**What is asked**
Select and copy each line of the material below that contains the string "pointer", treating uppercase and lowercase letters as different.

**Records for this task**
○ ○ ○

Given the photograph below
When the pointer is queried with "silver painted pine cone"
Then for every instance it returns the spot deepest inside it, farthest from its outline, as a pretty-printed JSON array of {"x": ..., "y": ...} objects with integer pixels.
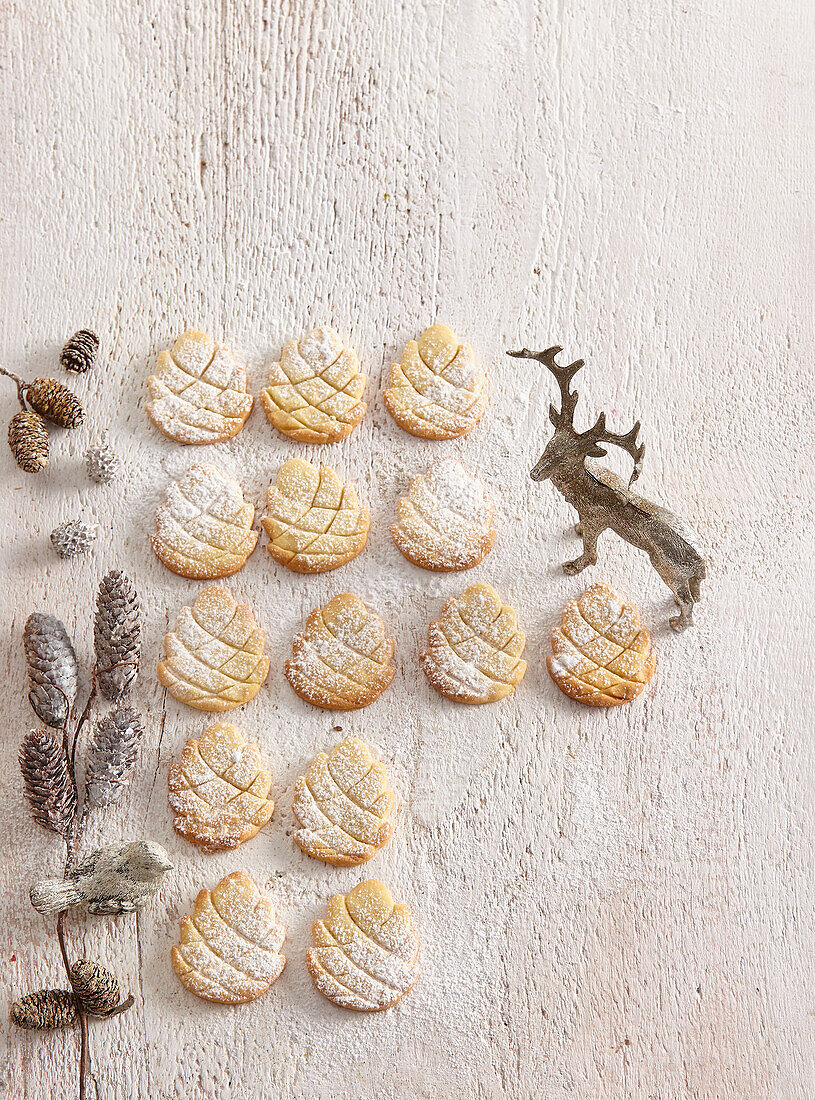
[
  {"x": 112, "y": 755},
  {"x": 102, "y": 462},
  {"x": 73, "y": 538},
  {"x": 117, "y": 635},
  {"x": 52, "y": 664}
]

○ ○ ○

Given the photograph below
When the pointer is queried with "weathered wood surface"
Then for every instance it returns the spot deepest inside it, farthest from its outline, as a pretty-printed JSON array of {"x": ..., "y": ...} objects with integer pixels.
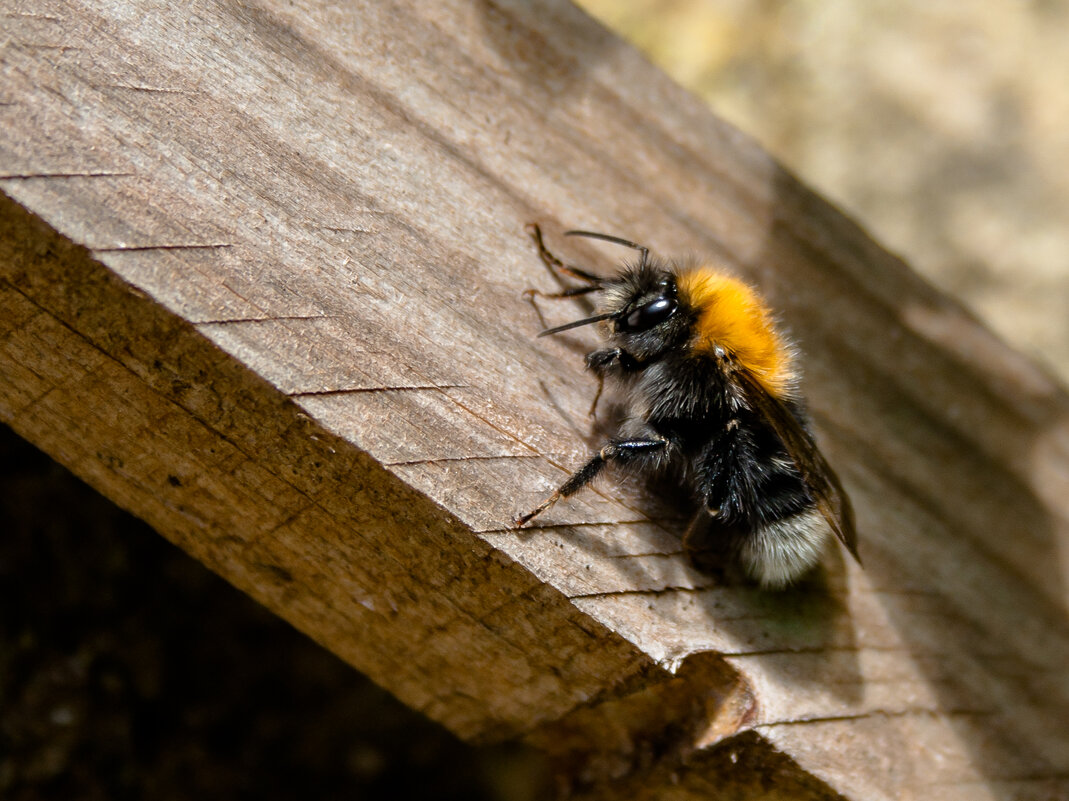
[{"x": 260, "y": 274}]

○ ○ ○

**Output for this exercise**
When the pointer is queried with "silver painted pine cone"
When the pointer is queried with "weathered wood surface"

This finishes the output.